YOUR OBJECTIVE
The answer should contain all of the records below, each one copied word for word.
╔══
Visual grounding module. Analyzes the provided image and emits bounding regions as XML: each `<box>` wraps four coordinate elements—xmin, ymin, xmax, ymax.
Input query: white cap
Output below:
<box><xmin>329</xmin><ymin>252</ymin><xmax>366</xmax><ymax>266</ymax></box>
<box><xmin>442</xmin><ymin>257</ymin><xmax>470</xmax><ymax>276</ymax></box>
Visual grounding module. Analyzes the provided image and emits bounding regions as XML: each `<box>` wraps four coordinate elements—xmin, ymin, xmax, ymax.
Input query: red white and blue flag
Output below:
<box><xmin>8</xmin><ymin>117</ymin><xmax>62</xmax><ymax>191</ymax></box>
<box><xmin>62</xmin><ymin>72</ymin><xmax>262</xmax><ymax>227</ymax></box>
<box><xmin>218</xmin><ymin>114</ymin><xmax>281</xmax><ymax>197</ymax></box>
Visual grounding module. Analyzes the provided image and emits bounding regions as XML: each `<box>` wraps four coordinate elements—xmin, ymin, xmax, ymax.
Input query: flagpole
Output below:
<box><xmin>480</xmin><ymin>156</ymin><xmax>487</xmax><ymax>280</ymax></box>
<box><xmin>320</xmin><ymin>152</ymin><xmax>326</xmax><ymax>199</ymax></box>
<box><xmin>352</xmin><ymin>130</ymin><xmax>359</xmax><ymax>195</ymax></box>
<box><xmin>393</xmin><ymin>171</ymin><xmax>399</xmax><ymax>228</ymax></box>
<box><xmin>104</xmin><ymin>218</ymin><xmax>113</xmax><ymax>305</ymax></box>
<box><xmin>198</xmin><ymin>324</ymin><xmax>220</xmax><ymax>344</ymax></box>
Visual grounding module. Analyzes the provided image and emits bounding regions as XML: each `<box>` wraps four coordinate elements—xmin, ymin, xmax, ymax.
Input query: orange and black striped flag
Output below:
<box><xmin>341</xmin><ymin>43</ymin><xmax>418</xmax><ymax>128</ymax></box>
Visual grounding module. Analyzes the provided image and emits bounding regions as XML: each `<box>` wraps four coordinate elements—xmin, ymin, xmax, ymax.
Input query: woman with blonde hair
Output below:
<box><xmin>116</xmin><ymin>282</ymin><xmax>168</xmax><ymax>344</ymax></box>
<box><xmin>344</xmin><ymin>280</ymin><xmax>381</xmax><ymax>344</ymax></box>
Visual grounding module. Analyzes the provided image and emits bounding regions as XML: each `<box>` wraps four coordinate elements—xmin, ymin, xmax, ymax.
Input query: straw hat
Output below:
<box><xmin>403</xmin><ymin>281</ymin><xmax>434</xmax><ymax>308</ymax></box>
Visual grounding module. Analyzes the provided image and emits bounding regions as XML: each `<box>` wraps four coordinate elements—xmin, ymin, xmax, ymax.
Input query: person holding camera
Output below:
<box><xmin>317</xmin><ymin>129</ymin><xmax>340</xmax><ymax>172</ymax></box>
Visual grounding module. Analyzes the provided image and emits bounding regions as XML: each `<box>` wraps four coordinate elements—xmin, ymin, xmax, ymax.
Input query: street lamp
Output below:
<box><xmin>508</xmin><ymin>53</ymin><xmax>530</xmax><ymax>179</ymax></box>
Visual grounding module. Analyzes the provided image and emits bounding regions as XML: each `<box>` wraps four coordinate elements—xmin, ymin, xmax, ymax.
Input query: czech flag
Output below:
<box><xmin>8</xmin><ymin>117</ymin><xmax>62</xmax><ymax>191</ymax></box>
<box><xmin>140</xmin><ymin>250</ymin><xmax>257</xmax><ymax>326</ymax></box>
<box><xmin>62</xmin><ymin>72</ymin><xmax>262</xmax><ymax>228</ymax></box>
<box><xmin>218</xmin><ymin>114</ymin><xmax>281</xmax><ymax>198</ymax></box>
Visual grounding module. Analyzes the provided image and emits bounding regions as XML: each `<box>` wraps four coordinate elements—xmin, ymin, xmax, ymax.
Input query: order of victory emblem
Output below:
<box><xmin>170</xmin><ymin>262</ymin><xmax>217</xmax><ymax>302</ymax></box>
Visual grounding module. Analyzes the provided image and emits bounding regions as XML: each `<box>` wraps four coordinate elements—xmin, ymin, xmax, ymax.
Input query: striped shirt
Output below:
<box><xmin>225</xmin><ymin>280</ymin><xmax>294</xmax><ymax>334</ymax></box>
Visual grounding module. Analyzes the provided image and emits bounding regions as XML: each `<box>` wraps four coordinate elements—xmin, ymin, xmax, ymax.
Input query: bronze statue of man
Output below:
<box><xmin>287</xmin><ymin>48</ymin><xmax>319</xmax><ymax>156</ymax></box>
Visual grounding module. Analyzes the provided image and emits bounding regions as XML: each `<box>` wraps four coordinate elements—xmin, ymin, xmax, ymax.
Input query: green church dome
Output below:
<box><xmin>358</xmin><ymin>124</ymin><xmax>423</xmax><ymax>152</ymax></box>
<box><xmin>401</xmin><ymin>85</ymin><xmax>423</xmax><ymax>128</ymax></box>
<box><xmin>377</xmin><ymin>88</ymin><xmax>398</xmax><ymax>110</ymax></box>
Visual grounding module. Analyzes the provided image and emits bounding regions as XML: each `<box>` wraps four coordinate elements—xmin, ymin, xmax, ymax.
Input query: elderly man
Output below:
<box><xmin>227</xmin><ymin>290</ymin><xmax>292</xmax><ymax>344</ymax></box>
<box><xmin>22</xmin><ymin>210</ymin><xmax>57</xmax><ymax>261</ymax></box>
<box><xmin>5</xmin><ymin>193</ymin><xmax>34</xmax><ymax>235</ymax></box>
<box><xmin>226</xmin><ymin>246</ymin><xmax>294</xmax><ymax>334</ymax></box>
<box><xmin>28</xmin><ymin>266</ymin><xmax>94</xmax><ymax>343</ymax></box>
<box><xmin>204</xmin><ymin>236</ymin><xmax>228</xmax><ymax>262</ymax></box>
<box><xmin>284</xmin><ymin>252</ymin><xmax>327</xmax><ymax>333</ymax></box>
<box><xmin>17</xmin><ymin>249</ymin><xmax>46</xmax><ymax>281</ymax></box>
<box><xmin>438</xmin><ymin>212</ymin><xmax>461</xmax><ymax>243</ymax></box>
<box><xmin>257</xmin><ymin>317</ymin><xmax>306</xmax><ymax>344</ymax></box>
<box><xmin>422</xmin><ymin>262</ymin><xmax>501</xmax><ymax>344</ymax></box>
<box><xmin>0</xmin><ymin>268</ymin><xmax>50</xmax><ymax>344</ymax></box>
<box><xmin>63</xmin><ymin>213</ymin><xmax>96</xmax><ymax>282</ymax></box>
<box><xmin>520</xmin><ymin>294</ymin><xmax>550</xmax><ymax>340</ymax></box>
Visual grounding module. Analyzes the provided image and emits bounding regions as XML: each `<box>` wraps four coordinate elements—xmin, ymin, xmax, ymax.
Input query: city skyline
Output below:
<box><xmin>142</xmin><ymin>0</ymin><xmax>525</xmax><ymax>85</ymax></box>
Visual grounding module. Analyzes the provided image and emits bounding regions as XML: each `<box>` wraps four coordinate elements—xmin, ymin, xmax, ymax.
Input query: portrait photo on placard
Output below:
╚══
PROBLEM SOLUTION
Visual grounding module. Analyzes the provided image and emits bounding regions as XML: each `<box>` wraps four coordinate elements—xmin, ymin, xmax, ymax.
Input query: white cap
Output below:
<box><xmin>329</xmin><ymin>252</ymin><xmax>366</xmax><ymax>266</ymax></box>
<box><xmin>442</xmin><ymin>257</ymin><xmax>470</xmax><ymax>276</ymax></box>
Visual grounding module. Analyzes the provided image and emits bounding regions as XML: each `<box>` wraps four coordinate elements—xmin, ymin, xmax, ymax.
Input query: red white and blue flag
Output below:
<box><xmin>8</xmin><ymin>117</ymin><xmax>62</xmax><ymax>191</ymax></box>
<box><xmin>62</xmin><ymin>72</ymin><xmax>262</xmax><ymax>227</ymax></box>
<box><xmin>218</xmin><ymin>114</ymin><xmax>281</xmax><ymax>197</ymax></box>
Visual grounding module. Analyzes the provided image and emits bounding regions as XML: each `<box>` wraps four coordinate elements—xmin, ymin, xmax, ymax.
Input query: flagpole
Output below:
<box><xmin>480</xmin><ymin>156</ymin><xmax>487</xmax><ymax>280</ymax></box>
<box><xmin>320</xmin><ymin>152</ymin><xmax>326</xmax><ymax>199</ymax></box>
<box><xmin>352</xmin><ymin>130</ymin><xmax>359</xmax><ymax>195</ymax></box>
<box><xmin>393</xmin><ymin>171</ymin><xmax>399</xmax><ymax>228</ymax></box>
<box><xmin>104</xmin><ymin>218</ymin><xmax>113</xmax><ymax>305</ymax></box>
<box><xmin>198</xmin><ymin>324</ymin><xmax>220</xmax><ymax>344</ymax></box>
Visual grounding module. Analyzes the provided image and emits bounding regions as XML: each `<box>` wraps four coordinate elements—xmin, ymin, xmax, ymax.
Input query: orange and black striped flag
Output below:
<box><xmin>341</xmin><ymin>43</ymin><xmax>418</xmax><ymax>128</ymax></box>
Visual grounding module. Analyzes the provided image and emits bounding regions as XML: each `<box>` wraps four coordinate elements—xmin, ymin, xmax, ymax.
Input query: woman with blonde hair
Output below:
<box><xmin>116</xmin><ymin>282</ymin><xmax>168</xmax><ymax>344</ymax></box>
<box><xmin>344</xmin><ymin>280</ymin><xmax>381</xmax><ymax>344</ymax></box>
Visual grounding module. Analyzes the provided image and emits bounding regions as XML: each `<box>` wraps four coordinate elements—xmin, ymin, xmax, ymax.
Input query: straw hat
Output below:
<box><xmin>403</xmin><ymin>281</ymin><xmax>434</xmax><ymax>308</ymax></box>
Visual grounding module. Analyzes the provided image and emits bounding regions as XML: each `<box>` wraps four coordinate elements—xmin, ymin, xmax, ymax.
Input query: person holding camera
Output below:
<box><xmin>317</xmin><ymin>129</ymin><xmax>340</xmax><ymax>172</ymax></box>
Visual grounding module. Analyzes the provided image and emits bounding regions as XML: each `<box>` wraps four coordinate elements—xmin, ymin, xmax, ymax.
Input query: street lamp
Output below:
<box><xmin>508</xmin><ymin>53</ymin><xmax>530</xmax><ymax>179</ymax></box>
Visual grounding module. Analyzes the provided image and emits bounding regions as XML: each `<box>` wraps four coordinate elements—xmin, ymin, xmax, ymax.
Input query: czech flag
Output below:
<box><xmin>8</xmin><ymin>117</ymin><xmax>62</xmax><ymax>191</ymax></box>
<box><xmin>140</xmin><ymin>250</ymin><xmax>257</xmax><ymax>326</ymax></box>
<box><xmin>62</xmin><ymin>72</ymin><xmax>262</xmax><ymax>228</ymax></box>
<box><xmin>218</xmin><ymin>114</ymin><xmax>281</xmax><ymax>198</ymax></box>
Visual grounding module. Analyzes the provided image and emits bounding regions as XML: each `<box>` wraps four coordinate elements—xmin, ymin, xmax, ymax.
Input query: order of victory emblem
Output below:
<box><xmin>170</xmin><ymin>262</ymin><xmax>217</xmax><ymax>302</ymax></box>
Visual grounding module. Analyzes the provided image and emits bounding regions as XML: each `<box>` wraps four coordinate elements—xmin, ymin, xmax, ymax.
Input query: striped shirt
Output below:
<box><xmin>225</xmin><ymin>280</ymin><xmax>294</xmax><ymax>334</ymax></box>
Visual grounding module. Analyzes the provided image and emits bounding regions as XML: each `<box>` wraps four coordinate elements—xmin, ymin, xmax, ymax.
Input query: bronze statue of man
Output below:
<box><xmin>287</xmin><ymin>48</ymin><xmax>319</xmax><ymax>156</ymax></box>
Visual grounding module. Analyzes the provided image and emits bounding regions as XML: each `<box>` wraps four coordinate elements—xmin, ymin, xmax, ymax.
Input query: green church dome
Output below:
<box><xmin>358</xmin><ymin>124</ymin><xmax>423</xmax><ymax>152</ymax></box>
<box><xmin>401</xmin><ymin>85</ymin><xmax>423</xmax><ymax>128</ymax></box>
<box><xmin>377</xmin><ymin>88</ymin><xmax>398</xmax><ymax>110</ymax></box>
Visual grounding module. Analyzes the provided image and emits bounding regions as XML: each `<box>` wraps four coordinate elements—xmin, ymin, xmax, ymax.
Input query: elderly man
Output below:
<box><xmin>227</xmin><ymin>290</ymin><xmax>292</xmax><ymax>344</ymax></box>
<box><xmin>22</xmin><ymin>210</ymin><xmax>57</xmax><ymax>261</ymax></box>
<box><xmin>5</xmin><ymin>193</ymin><xmax>34</xmax><ymax>235</ymax></box>
<box><xmin>226</xmin><ymin>246</ymin><xmax>294</xmax><ymax>334</ymax></box>
<box><xmin>28</xmin><ymin>266</ymin><xmax>94</xmax><ymax>343</ymax></box>
<box><xmin>204</xmin><ymin>236</ymin><xmax>228</xmax><ymax>262</ymax></box>
<box><xmin>284</xmin><ymin>252</ymin><xmax>327</xmax><ymax>333</ymax></box>
<box><xmin>17</xmin><ymin>249</ymin><xmax>46</xmax><ymax>281</ymax></box>
<box><xmin>438</xmin><ymin>212</ymin><xmax>461</xmax><ymax>243</ymax></box>
<box><xmin>257</xmin><ymin>317</ymin><xmax>306</xmax><ymax>344</ymax></box>
<box><xmin>422</xmin><ymin>262</ymin><xmax>501</xmax><ymax>344</ymax></box>
<box><xmin>0</xmin><ymin>268</ymin><xmax>50</xmax><ymax>344</ymax></box>
<box><xmin>63</xmin><ymin>213</ymin><xmax>96</xmax><ymax>282</ymax></box>
<box><xmin>520</xmin><ymin>294</ymin><xmax>550</xmax><ymax>340</ymax></box>
Visual grounding module. Analyzes the provided image and emits bounding regions as XML: each `<box>` wraps four coordinate elements—xmin, ymin, xmax, ymax.
Input query: city skyline
Output below:
<box><xmin>142</xmin><ymin>0</ymin><xmax>525</xmax><ymax>85</ymax></box>
Visual grounding module. Analyzes the provided image and emits bounding regions as XML: each `<box>` wraps four coordinate elements—xmin, ymin, xmax, ymax.
Input query: portrait photo on placard
Output below:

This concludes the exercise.